◆ The exercise ◆
Please retype the entries word for word, starting at the line that contains "of the bush" and continuing through the end of the entries.

:: Stored records ::

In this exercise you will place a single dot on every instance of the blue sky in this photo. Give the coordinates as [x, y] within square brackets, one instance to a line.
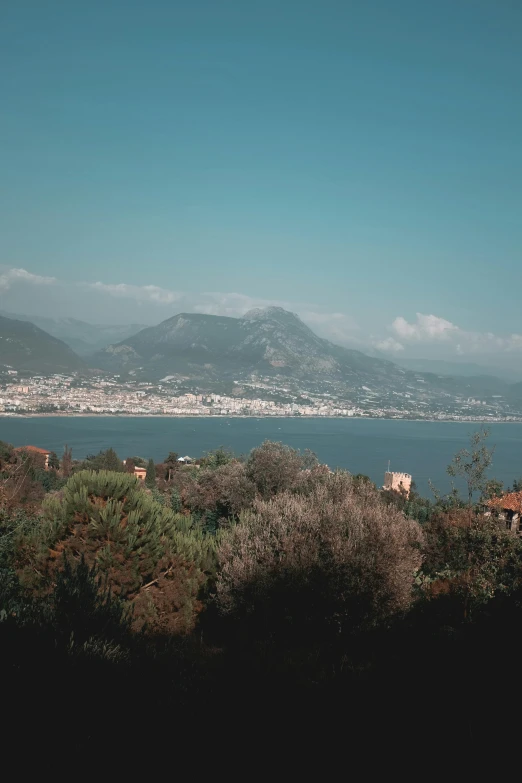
[359, 162]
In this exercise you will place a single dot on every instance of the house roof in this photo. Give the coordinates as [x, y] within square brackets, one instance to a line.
[32, 448]
[511, 501]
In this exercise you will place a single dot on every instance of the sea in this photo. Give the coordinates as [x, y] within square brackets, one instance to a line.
[367, 446]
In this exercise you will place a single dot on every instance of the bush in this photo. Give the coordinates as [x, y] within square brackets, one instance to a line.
[332, 562]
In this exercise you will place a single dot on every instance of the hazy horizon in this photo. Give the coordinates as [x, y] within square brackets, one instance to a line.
[356, 163]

:::

◆ Full answer ◆
In this exercise you will place a single dot on every instance of the bush in this photo. Give the coordinates as [x, y] within square brackets, one instance to a line.
[332, 562]
In this exercise you will place a single dot on every instance of the hazy horizon in this photo. Give the coordinates as [x, y] within square brackets, one instance to a line.
[356, 163]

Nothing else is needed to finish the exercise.